**Exercise instructions**
Revise the data below from its first line through the line containing "[245,424,305,518]", replacing "matador" with "bullfighter" and changing nothing else. Leave the pictures out of your answer.

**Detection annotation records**
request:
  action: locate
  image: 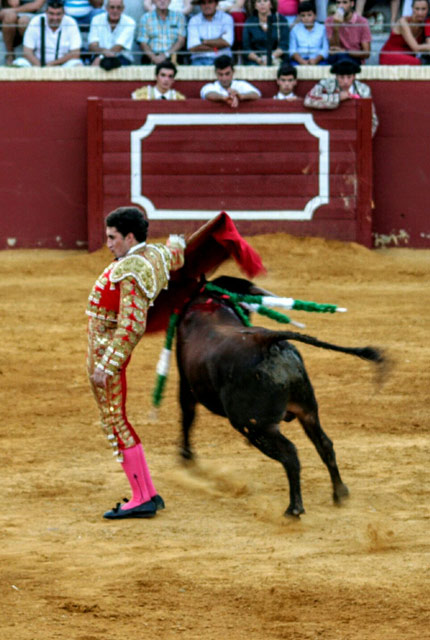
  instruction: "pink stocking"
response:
[139,444,157,498]
[121,444,156,511]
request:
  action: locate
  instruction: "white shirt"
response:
[200,80,261,100]
[187,11,234,59]
[273,91,297,100]
[88,13,136,62]
[23,13,82,62]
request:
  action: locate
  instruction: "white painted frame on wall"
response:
[130,113,330,220]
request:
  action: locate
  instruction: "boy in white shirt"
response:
[200,55,261,109]
[273,64,297,100]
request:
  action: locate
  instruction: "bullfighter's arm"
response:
[98,277,149,376]
[166,235,186,271]
[304,82,340,109]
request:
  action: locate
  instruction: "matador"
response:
[87,207,185,519]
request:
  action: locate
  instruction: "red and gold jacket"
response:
[86,236,185,375]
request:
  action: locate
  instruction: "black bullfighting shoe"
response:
[103,500,157,520]
[151,493,166,511]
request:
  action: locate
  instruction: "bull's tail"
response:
[266,331,392,389]
[267,331,386,364]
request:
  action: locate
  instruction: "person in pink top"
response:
[278,0,299,25]
[379,0,430,65]
[325,0,372,64]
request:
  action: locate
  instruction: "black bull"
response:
[177,277,384,516]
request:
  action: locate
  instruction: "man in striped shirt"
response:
[137,0,186,64]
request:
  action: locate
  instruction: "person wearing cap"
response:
[137,0,187,64]
[0,0,45,66]
[64,0,105,33]
[131,60,185,100]
[187,0,234,66]
[14,0,82,67]
[86,207,186,520]
[88,0,136,71]
[325,0,372,64]
[200,56,261,109]
[304,60,379,136]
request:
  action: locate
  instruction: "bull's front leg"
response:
[179,375,196,460]
[245,424,305,518]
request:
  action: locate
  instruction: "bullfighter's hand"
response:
[91,369,108,389]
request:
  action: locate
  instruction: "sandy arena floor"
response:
[0,234,430,640]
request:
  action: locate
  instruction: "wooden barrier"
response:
[88,98,372,250]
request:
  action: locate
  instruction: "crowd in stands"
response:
[0,0,430,67]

**Response to the task**
request:
  action: locate
  image: 
  instruction: "pink stocking"
response:
[139,444,157,498]
[121,444,156,511]
request:
  action: locate
  instruction: "white shirt"
response:
[200,80,261,100]
[187,11,234,59]
[273,91,297,100]
[88,13,136,62]
[23,13,82,62]
request:
  action: locate
  instruction: "white painted frame on wall"
response:
[130,113,330,220]
request:
  action: locate
  instruction: "boy in white shirt"
response:
[200,55,261,109]
[273,64,297,100]
request:
  action: locate
  instruction: "bullfighter's arm"
response:
[98,277,149,376]
[166,235,186,271]
[304,82,340,109]
request:
  action: locate
  instruction: "bullfighter"
response:
[87,207,185,519]
request:
  action: locate
  instruction: "red and gold jacket"
response:
[86,236,185,375]
request:
  action: locate
  instruction: "black bullfighting shoe"
response:
[103,500,157,520]
[151,493,166,511]
request:
  action: locate
  instruction: "bull's tail"
response:
[266,331,392,389]
[267,331,386,364]
request:
  action: locate
  instruction: "person in pink top"
response:
[278,0,299,25]
[379,0,430,65]
[325,0,372,64]
request:
  action: locate
  instruction: "black bull"
response:
[177,277,384,516]
request:
  action: locate
  instruction: "man in striped shirt"
response:
[137,0,186,64]
request:
  action: locate
  instruction: "person wearing cap"
response:
[137,0,187,64]
[0,0,45,66]
[64,0,105,33]
[131,60,185,100]
[187,0,234,66]
[14,0,82,67]
[86,207,186,520]
[88,0,136,71]
[325,0,372,64]
[200,56,261,109]
[304,60,379,136]
request:
  action: locate
  instruction: "bull's front leg"
response:
[179,375,196,460]
[245,424,305,518]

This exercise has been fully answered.